**** RECORDS SHOWN

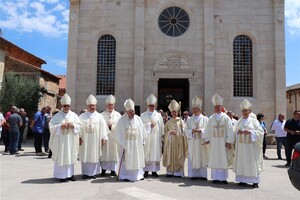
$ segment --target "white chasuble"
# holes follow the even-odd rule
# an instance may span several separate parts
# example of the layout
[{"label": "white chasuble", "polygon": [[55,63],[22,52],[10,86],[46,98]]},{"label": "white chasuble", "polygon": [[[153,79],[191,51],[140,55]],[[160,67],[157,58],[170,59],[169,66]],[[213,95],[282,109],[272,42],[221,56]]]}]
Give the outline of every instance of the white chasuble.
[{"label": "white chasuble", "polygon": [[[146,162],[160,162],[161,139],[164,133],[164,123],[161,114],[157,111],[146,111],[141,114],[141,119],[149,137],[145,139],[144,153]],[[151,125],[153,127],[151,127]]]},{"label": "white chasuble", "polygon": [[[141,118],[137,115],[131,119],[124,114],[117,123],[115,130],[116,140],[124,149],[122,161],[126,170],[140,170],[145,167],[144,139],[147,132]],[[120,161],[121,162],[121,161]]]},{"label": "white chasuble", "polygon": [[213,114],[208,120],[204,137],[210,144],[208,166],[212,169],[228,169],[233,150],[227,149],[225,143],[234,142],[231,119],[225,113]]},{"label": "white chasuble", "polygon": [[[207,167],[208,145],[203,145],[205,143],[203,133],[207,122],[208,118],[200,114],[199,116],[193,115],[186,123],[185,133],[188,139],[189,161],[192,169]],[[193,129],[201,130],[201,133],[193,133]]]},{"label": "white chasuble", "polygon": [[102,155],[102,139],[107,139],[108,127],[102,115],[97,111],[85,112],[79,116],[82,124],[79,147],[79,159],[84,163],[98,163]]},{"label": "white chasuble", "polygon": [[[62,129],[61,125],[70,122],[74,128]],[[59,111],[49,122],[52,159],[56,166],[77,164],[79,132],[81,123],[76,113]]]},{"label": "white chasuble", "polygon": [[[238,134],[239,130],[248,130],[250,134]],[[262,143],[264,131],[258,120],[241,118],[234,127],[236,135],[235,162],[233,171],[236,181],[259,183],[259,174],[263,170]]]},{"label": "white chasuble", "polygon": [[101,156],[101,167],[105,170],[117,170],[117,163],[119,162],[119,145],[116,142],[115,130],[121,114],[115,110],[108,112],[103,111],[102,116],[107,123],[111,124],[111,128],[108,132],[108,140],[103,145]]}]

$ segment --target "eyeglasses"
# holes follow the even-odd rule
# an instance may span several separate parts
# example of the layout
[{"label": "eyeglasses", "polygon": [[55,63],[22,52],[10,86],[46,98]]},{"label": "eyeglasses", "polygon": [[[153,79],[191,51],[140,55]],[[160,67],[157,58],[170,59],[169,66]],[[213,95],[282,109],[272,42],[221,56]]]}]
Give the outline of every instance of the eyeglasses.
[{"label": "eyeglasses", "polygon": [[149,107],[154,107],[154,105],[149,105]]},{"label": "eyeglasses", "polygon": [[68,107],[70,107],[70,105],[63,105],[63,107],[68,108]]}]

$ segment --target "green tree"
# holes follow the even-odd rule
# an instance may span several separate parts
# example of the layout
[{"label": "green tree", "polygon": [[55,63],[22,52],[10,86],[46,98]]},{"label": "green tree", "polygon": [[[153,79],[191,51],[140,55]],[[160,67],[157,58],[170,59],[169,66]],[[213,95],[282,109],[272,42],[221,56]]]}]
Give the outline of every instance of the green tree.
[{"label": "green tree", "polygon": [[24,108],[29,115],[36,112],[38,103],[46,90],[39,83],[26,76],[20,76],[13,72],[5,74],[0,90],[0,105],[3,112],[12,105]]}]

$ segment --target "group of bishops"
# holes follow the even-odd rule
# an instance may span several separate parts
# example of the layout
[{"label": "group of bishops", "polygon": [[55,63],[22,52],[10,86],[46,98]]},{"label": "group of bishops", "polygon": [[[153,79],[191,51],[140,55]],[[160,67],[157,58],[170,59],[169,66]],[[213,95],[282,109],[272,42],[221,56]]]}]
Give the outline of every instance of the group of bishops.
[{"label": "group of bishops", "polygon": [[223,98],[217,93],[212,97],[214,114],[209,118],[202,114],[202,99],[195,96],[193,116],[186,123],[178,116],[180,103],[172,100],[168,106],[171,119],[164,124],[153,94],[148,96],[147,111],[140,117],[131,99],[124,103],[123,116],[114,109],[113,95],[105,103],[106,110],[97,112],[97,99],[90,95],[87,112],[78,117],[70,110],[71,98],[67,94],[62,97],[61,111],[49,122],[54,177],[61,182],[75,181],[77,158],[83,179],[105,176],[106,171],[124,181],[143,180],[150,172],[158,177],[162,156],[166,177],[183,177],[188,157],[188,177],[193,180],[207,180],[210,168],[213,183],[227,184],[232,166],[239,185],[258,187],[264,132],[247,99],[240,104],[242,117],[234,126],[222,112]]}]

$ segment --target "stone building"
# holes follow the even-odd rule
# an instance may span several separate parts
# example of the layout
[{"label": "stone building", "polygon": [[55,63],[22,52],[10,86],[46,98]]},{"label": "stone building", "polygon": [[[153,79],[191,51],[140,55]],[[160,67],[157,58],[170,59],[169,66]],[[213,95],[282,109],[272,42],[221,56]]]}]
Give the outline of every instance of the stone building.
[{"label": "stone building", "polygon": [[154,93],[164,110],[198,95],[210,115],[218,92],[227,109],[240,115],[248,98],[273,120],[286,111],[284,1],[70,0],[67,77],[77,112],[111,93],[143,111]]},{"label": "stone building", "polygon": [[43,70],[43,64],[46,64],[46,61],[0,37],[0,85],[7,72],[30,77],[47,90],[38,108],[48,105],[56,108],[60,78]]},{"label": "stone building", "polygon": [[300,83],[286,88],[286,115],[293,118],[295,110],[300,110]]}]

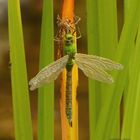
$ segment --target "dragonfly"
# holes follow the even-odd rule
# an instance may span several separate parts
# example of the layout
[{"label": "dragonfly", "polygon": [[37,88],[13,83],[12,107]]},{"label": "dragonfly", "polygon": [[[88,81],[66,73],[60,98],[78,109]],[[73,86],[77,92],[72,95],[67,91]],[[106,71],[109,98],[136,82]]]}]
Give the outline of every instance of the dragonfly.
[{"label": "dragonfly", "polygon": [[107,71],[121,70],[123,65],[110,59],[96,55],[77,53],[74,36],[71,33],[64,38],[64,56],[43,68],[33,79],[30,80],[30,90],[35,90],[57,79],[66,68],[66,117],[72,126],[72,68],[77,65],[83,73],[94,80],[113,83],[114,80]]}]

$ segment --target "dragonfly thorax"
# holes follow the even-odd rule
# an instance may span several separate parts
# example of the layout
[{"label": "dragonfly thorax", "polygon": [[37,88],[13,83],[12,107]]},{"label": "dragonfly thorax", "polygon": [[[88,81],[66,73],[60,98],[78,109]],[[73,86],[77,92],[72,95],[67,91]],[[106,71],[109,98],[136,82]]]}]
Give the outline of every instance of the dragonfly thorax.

********

- [TRY IT] What you should produce is an exact copy of the records, with the pictures left out.

- [RESPONSE]
$ segment --target "white chasuble"
# holes follow the even-odd rule
# an instance may span several separate parts
# example of the layout
[{"label": "white chasuble", "polygon": [[55,63],[22,52],[10,86],[46,98]]},{"label": "white chasuble", "polygon": [[[153,79],[191,51],[140,55]],[[160,67],[157,58],[170,59],[169,66]],[[213,95],[282,109],[272,42],[221,56]]]}]
Give the outline of every instance of the white chasuble.
[{"label": "white chasuble", "polygon": [[[146,162],[160,162],[161,139],[164,133],[164,123],[161,114],[157,111],[146,111],[141,114],[141,119],[149,137],[145,139],[144,153]],[[151,125],[153,127],[151,127]]]},{"label": "white chasuble", "polygon": [[[141,118],[137,115],[131,119],[124,114],[117,123],[115,130],[116,140],[124,149],[122,161],[126,170],[140,170],[145,167],[144,139],[147,132]],[[120,161],[121,162],[121,161]]]},{"label": "white chasuble", "polygon": [[213,114],[208,120],[204,137],[210,144],[208,166],[212,169],[228,169],[233,150],[227,149],[225,143],[234,142],[231,119],[225,113]]},{"label": "white chasuble", "polygon": [[[207,167],[208,145],[203,145],[205,143],[203,133],[207,122],[208,118],[200,114],[199,116],[193,115],[186,123],[185,133],[188,139],[189,161],[192,169]],[[193,129],[201,130],[201,133],[193,133]]]},{"label": "white chasuble", "polygon": [[102,155],[102,139],[107,139],[108,127],[102,115],[97,111],[85,112],[79,116],[82,124],[79,147],[79,159],[84,163],[98,163]]},{"label": "white chasuble", "polygon": [[[62,129],[61,125],[70,122],[74,128]],[[59,111],[49,122],[52,159],[56,166],[77,164],[79,132],[81,123],[76,113]]]},{"label": "white chasuble", "polygon": [[[238,134],[239,130],[248,130],[250,134]],[[262,143],[264,131],[258,120],[241,118],[234,127],[236,135],[235,162],[233,171],[236,181],[259,183],[259,174],[263,170]]]},{"label": "white chasuble", "polygon": [[101,156],[101,167],[105,170],[117,170],[117,163],[119,162],[119,145],[116,142],[115,130],[121,114],[115,110],[108,112],[103,111],[102,116],[107,123],[111,124],[111,128],[108,132],[108,140],[103,145]]}]

$ segment --target "eyeglasses"
# holes follow the even-odd rule
# an instance may span several separate parts
# example of the layout
[{"label": "eyeglasses", "polygon": [[55,63],[22,52],[10,86],[46,98]]},{"label": "eyeglasses", "polygon": [[[153,79],[191,51],[140,55]],[[160,67],[157,58],[170,59],[169,66]],[[213,95],[282,109],[272,42],[221,56]]]}]
Give the outline of every instance of the eyeglasses.
[{"label": "eyeglasses", "polygon": [[149,107],[154,107],[154,105],[149,105]]},{"label": "eyeglasses", "polygon": [[68,107],[70,107],[70,105],[63,105],[63,107],[68,108]]}]

$ segment --target "green tree"
# holes follow the even-odd rule
# an instance may span several separate parts
# example of the layout
[{"label": "green tree", "polygon": [[55,63],[22,52],[10,86],[46,98]]},{"label": "green tree", "polygon": [[[153,79],[191,51],[140,55]],[[160,67],[157,58],[170,59],[169,66]],[[213,95],[282,109],[272,42],[221,56]]]}]
Give the outline of every instance of the green tree.
[{"label": "green tree", "polygon": [[24,108],[29,115],[36,112],[38,103],[46,90],[39,83],[26,76],[20,76],[13,72],[5,74],[0,90],[0,105],[3,112],[12,105]]}]

$ segment --target "group of bishops"
# holes follow the even-odd rule
# an instance may span several separate parts
# example of the layout
[{"label": "group of bishops", "polygon": [[55,63],[22,52],[10,86],[46,98]]},{"label": "group of bishops", "polygon": [[[153,79],[191,51],[140,55]],[[160,67],[157,58],[170,59],[169,66]],[[213,95],[282,109],[272,42],[221,56]]]}]
Give the outline of every instance of the group of bishops.
[{"label": "group of bishops", "polygon": [[223,98],[217,93],[212,97],[214,114],[209,118],[202,114],[202,99],[195,96],[193,116],[186,123],[178,116],[180,103],[172,100],[168,106],[171,119],[164,124],[153,94],[148,96],[147,111],[140,117],[131,99],[124,103],[123,116],[114,109],[113,95],[105,103],[106,110],[97,112],[97,99],[90,95],[87,112],[78,117],[70,110],[71,98],[67,94],[62,97],[61,111],[49,122],[54,177],[61,182],[75,181],[77,158],[83,179],[105,176],[106,171],[124,181],[143,180],[150,172],[158,177],[162,156],[166,177],[183,177],[188,157],[188,177],[193,180],[207,180],[210,168],[213,183],[227,184],[232,166],[239,185],[258,187],[264,132],[247,99],[240,104],[242,117],[234,126],[222,112]]}]

$ segment --target "stone building"
# holes follow the even-odd rule
# an instance may span several separate parts
# example of the layout
[{"label": "stone building", "polygon": [[55,63],[22,52],[10,86],[46,98]]},{"label": "stone building", "polygon": [[[153,79],[191,51],[140,55]],[[160,67],[157,58],[170,59],[169,66]],[[213,95],[282,109],[272,42],[221,56]]]}]
Give the outline of every instance of the stone building.
[{"label": "stone building", "polygon": [[154,93],[164,110],[198,95],[210,115],[218,92],[227,109],[240,115],[248,98],[273,120],[286,111],[284,1],[70,0],[67,77],[77,112],[111,93],[143,111]]},{"label": "stone building", "polygon": [[43,70],[43,64],[46,64],[46,61],[0,37],[0,85],[7,72],[30,77],[47,90],[38,108],[48,105],[56,108],[60,78]]},{"label": "stone building", "polygon": [[300,83],[286,88],[286,115],[293,118],[295,110],[300,110]]}]

$ segment --target "dragonfly"
# holes follow the even-odd rule
# an instance may span several separate parts
# example of the layout
[{"label": "dragonfly", "polygon": [[37,88],[13,83],[12,107]]},{"label": "dragonfly", "polygon": [[[88,81],[66,73],[60,98],[78,109]],[[73,86],[77,92],[72,95],[67,91]],[[106,71],[109,98],[136,82]]]}]
Give the outline of every instance of the dragonfly.
[{"label": "dragonfly", "polygon": [[107,71],[121,70],[123,65],[110,59],[96,55],[77,53],[74,36],[71,33],[64,38],[64,56],[43,68],[33,79],[30,80],[30,90],[35,90],[57,79],[66,68],[66,117],[72,126],[72,68],[77,65],[83,73],[94,80],[113,83],[114,80]]}]

$ segment --target "dragonfly thorax"
# holes follow the even-odd rule
# an instance may span several separate parts
# example of the layout
[{"label": "dragonfly thorax", "polygon": [[37,88],[13,83],[12,107]]},{"label": "dragonfly thorax", "polygon": [[[88,81],[66,73],[60,98],[78,109]],[[73,86],[77,92],[72,95],[67,91]],[[106,71],[109,98],[136,82]]]}]
Give the outline of every instance of the dragonfly thorax.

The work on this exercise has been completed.